Task item: Write out each line from the data below that includes the word "logo".
---*---
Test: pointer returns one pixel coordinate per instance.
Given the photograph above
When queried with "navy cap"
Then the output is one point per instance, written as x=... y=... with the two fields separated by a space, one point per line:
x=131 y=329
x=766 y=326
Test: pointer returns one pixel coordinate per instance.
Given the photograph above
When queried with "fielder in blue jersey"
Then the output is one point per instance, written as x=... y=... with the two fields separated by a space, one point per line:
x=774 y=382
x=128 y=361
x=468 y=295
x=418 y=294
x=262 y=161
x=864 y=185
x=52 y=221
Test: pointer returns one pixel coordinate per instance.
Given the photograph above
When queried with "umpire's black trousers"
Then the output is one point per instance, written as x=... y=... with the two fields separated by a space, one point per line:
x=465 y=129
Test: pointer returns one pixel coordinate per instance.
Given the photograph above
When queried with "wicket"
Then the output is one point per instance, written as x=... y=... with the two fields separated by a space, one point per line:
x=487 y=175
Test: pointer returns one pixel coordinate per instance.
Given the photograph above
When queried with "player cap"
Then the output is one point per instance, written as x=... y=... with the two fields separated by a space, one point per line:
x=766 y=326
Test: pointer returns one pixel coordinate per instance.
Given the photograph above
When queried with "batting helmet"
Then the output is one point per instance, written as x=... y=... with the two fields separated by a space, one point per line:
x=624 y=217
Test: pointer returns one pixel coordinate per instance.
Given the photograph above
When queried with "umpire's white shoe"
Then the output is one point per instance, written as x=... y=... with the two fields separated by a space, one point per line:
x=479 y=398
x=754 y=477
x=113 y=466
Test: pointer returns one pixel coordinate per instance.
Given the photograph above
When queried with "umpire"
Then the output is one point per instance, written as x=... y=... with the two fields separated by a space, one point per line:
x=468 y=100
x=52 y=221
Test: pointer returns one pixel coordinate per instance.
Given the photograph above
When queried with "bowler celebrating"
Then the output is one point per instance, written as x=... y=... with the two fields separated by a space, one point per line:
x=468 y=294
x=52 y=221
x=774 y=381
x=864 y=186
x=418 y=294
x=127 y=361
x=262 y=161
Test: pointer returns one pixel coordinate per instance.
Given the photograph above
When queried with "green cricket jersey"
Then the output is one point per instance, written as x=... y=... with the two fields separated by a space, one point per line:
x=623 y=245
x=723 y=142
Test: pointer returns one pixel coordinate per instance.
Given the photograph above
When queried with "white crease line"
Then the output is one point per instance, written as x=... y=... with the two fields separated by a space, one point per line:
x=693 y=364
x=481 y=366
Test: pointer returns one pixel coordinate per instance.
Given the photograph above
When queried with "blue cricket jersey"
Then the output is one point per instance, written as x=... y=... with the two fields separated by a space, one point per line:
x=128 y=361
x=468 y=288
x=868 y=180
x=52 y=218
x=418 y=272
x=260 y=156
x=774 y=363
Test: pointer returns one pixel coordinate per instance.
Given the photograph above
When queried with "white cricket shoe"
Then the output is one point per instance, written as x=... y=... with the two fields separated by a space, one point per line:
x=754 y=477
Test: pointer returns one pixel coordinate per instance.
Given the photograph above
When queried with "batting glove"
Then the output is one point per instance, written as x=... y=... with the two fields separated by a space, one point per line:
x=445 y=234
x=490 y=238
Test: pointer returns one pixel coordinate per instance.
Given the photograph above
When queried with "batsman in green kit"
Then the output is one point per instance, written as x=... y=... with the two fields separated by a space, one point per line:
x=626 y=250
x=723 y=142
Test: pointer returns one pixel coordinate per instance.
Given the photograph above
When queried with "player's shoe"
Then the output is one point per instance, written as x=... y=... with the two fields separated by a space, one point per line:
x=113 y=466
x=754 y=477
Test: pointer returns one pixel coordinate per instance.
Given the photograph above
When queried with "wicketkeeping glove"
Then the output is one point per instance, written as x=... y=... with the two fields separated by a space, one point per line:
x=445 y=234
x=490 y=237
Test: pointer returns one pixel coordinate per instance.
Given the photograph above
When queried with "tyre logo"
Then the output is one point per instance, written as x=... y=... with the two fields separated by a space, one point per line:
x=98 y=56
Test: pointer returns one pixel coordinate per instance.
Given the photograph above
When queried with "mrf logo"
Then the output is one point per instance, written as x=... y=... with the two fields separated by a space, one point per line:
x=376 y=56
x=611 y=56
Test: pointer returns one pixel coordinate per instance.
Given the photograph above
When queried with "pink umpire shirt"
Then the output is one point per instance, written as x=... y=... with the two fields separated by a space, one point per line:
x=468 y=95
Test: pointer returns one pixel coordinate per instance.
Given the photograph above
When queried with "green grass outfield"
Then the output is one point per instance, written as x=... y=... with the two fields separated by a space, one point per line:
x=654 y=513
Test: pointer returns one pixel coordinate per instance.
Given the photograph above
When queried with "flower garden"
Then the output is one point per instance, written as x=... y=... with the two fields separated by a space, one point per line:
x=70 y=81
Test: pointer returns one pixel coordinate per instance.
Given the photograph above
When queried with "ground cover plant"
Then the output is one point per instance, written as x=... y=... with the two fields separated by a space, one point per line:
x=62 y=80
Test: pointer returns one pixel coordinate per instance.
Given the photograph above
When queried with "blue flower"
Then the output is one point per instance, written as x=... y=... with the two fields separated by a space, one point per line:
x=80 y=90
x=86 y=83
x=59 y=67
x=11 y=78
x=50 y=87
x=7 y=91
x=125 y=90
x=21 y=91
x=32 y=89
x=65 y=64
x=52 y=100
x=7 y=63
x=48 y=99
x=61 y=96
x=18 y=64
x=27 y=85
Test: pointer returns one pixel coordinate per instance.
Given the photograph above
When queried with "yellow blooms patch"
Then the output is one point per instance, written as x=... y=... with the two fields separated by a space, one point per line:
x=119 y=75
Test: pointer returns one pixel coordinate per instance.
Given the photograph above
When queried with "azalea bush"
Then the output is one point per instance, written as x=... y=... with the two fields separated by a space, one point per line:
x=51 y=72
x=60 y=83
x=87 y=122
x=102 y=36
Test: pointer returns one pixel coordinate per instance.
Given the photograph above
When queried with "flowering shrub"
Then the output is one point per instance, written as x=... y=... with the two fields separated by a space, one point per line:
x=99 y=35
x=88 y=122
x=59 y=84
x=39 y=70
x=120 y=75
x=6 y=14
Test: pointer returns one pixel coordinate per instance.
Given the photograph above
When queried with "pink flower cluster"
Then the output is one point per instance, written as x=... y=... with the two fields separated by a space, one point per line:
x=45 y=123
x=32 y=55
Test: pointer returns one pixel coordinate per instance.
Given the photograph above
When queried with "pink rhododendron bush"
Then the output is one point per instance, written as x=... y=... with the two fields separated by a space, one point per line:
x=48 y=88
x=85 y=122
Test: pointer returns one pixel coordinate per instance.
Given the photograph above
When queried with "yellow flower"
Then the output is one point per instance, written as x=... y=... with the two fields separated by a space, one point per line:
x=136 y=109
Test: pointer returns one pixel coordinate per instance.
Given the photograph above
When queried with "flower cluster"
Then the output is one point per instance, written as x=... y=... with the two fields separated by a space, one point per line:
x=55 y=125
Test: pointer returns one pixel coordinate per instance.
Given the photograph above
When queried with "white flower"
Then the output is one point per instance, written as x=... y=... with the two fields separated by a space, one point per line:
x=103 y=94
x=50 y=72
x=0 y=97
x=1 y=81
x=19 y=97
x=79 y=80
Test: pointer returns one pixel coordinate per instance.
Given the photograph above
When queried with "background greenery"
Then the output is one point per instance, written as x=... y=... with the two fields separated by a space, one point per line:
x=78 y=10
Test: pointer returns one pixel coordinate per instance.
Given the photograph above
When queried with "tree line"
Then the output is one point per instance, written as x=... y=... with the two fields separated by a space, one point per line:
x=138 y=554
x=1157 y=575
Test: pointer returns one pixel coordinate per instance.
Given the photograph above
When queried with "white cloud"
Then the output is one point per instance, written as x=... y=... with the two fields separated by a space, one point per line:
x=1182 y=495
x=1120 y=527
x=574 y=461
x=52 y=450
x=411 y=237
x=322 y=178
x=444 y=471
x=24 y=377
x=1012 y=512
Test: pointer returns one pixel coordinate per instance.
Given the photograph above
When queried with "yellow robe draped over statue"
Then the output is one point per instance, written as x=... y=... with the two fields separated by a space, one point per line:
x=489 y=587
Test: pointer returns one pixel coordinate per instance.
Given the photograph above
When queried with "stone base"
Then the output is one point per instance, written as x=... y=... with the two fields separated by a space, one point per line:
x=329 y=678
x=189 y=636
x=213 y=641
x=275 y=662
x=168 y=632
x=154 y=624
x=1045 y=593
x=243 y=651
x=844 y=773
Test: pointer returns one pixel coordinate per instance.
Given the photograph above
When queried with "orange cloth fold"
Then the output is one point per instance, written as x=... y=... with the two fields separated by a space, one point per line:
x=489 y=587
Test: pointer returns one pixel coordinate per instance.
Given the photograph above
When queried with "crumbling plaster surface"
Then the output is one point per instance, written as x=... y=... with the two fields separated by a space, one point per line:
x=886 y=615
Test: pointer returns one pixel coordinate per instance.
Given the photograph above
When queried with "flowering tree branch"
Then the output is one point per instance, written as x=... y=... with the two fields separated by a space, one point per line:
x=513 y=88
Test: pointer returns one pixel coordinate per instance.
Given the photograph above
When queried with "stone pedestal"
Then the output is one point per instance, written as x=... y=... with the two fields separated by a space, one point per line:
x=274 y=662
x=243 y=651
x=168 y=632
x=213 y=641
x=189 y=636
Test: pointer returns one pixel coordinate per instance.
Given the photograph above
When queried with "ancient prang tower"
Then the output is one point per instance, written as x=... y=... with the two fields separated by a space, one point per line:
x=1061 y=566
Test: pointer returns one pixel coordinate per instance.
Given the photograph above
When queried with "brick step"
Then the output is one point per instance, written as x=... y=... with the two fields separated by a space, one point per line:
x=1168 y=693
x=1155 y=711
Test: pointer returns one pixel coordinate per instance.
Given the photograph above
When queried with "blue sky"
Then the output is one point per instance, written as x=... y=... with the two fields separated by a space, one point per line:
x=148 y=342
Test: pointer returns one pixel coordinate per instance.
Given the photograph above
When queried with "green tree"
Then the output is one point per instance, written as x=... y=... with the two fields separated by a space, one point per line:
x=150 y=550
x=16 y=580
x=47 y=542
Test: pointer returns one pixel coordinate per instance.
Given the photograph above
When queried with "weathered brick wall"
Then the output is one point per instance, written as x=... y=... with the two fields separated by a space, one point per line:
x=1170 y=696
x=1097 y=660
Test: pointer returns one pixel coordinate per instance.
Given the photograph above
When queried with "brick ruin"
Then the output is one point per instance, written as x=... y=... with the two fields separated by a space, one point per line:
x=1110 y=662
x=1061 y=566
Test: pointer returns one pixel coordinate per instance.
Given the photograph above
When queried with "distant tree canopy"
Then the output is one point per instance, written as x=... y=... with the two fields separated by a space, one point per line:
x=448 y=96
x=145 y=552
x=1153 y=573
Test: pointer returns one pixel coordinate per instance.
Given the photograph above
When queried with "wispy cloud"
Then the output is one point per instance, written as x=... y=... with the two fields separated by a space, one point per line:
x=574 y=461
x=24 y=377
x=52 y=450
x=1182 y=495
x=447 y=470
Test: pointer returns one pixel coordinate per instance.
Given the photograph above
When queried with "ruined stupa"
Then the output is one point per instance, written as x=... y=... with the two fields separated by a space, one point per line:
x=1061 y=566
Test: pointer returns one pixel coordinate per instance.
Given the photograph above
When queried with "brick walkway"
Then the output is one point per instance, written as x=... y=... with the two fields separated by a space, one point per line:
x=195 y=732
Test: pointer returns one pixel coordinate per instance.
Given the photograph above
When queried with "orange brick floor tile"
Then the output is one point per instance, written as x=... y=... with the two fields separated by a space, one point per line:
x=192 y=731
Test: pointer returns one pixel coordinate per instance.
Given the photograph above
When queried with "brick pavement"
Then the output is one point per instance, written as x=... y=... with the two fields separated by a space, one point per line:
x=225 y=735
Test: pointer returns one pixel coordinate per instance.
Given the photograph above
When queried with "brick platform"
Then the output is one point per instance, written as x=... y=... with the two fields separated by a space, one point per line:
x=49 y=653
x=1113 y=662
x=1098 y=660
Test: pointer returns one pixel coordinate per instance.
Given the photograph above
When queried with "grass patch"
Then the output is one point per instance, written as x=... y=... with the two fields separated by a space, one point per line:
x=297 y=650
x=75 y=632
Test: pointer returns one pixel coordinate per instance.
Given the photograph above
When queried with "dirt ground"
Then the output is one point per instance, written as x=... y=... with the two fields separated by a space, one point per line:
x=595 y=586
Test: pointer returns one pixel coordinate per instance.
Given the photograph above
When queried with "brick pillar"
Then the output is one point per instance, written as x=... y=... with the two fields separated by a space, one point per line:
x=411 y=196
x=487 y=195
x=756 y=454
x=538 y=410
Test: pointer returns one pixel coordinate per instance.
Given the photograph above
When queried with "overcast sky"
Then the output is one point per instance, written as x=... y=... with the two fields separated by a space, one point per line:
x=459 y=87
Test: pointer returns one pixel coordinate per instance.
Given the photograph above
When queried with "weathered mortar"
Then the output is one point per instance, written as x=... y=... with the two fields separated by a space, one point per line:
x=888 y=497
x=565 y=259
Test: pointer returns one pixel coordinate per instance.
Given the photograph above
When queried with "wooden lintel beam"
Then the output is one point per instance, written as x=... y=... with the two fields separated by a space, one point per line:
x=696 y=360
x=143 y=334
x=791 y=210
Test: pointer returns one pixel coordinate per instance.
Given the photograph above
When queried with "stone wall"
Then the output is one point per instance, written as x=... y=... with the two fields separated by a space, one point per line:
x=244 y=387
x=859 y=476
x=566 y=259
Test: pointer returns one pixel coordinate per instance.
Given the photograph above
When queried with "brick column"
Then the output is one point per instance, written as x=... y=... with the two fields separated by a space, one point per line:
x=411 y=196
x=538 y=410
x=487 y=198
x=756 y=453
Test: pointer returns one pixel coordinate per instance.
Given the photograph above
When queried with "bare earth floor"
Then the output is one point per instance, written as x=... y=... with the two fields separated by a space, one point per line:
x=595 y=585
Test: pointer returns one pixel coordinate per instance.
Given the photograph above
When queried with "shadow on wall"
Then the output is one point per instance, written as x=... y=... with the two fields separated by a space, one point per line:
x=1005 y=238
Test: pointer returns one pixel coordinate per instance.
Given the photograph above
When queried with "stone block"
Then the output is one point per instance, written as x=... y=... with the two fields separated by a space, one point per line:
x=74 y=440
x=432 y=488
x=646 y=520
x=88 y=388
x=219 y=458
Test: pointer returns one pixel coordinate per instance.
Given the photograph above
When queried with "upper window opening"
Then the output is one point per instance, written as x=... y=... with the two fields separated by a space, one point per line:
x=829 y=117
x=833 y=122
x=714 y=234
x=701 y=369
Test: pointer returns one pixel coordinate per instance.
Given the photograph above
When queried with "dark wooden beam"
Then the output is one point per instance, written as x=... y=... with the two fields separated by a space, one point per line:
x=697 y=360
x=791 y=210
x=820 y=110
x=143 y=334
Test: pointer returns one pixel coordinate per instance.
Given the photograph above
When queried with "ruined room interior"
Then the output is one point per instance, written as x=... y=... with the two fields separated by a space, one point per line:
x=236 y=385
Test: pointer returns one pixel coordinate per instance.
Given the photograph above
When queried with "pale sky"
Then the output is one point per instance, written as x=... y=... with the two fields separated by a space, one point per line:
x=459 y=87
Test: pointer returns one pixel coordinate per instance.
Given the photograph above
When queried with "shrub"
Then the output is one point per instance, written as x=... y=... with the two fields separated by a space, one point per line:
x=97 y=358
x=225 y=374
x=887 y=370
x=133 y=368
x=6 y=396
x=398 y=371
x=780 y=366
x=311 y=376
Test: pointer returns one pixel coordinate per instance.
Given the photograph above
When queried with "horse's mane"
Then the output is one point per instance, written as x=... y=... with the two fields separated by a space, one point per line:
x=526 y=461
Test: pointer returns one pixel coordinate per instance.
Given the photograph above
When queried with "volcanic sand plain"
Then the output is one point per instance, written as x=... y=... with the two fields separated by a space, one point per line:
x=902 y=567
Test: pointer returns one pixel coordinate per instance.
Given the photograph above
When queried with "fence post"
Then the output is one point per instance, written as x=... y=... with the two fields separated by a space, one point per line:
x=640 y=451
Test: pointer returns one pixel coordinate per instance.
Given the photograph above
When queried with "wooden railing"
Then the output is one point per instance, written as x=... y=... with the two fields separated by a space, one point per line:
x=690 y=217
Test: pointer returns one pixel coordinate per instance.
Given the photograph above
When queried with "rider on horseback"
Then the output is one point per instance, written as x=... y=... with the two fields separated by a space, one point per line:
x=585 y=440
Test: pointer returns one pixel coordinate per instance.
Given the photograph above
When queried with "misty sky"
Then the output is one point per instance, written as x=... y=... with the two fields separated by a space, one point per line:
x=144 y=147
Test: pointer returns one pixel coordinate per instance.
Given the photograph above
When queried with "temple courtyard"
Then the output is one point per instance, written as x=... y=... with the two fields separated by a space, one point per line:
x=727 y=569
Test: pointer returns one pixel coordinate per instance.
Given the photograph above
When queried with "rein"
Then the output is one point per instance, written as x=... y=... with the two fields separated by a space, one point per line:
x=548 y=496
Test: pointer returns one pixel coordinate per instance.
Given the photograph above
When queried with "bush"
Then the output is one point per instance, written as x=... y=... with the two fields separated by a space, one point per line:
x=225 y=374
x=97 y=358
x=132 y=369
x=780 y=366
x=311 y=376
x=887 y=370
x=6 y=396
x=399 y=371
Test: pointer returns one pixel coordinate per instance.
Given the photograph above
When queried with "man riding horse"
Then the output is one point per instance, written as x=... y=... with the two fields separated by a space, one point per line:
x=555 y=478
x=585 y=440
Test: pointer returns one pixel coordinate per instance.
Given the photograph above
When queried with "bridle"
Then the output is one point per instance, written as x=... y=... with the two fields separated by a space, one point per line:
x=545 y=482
---*---
Solution:
When queried with "tyre logo"
When queried with "mrf logo"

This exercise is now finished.